RAW DATA
▬▬▬▬▬▬▬▬▬▬
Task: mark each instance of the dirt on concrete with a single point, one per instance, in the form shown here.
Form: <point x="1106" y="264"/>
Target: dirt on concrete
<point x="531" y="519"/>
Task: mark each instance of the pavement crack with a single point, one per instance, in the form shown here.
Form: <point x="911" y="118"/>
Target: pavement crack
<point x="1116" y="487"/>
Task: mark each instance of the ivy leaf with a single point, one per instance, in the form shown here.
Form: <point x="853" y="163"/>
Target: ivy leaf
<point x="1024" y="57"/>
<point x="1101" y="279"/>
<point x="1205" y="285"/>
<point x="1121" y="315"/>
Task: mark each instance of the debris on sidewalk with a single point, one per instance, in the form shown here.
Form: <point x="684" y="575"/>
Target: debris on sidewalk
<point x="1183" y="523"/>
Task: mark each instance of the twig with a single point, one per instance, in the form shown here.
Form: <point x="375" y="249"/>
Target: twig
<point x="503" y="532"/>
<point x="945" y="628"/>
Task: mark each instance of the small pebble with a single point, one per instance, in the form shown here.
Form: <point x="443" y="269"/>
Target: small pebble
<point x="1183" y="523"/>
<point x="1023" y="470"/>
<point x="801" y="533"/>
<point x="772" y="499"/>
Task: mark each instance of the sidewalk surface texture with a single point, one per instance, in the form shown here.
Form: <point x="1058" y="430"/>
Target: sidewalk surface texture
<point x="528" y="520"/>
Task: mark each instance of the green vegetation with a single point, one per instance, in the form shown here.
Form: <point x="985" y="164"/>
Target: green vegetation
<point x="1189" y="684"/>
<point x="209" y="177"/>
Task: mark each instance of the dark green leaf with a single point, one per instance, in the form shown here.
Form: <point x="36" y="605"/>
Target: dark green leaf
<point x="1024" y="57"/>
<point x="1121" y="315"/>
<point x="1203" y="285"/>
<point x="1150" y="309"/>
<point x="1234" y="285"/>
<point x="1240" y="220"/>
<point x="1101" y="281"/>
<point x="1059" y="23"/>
▬▬▬▬▬▬▬▬▬▬
WORK TO BE COMPLETED
Please repeat the entries word for word, starting at the line that contains "Task: mark each instance of the twig" and ending at the final line of the entries.

SOLUTION TO THE PROBLEM
Task: mark each instance of the twig with a single point, one per instance, in the form shown here.
Form: <point x="375" y="249"/>
Target: twig
<point x="503" y="532"/>
<point x="945" y="628"/>
Task: mark each instance of the small pebble with a single point, one per instance, in the form shown here.
Form: <point x="443" y="269"/>
Target: small pebble
<point x="1183" y="523"/>
<point x="1023" y="470"/>
<point x="801" y="533"/>
<point x="772" y="499"/>
Task: mark each instance of the sidewalk surface texture with a single point, one per instance, in the form shown here.
Form: <point x="1058" y="430"/>
Target: sidewalk surface texture
<point x="528" y="520"/>
Task: mark each instance of the green vegetation with a single point, one per instance, in the form shown here.
Form: <point x="985" y="164"/>
Target: green vegetation
<point x="1189" y="684"/>
<point x="209" y="177"/>
Task: mark each instance of the dark green leaf with a single point, one per instance, in the form shown here.
Form: <point x="36" y="605"/>
Target: dark green leaf
<point x="1024" y="57"/>
<point x="1121" y="315"/>
<point x="1203" y="285"/>
<point x="1150" y="309"/>
<point x="1234" y="285"/>
<point x="1240" y="220"/>
<point x="1101" y="281"/>
<point x="1059" y="23"/>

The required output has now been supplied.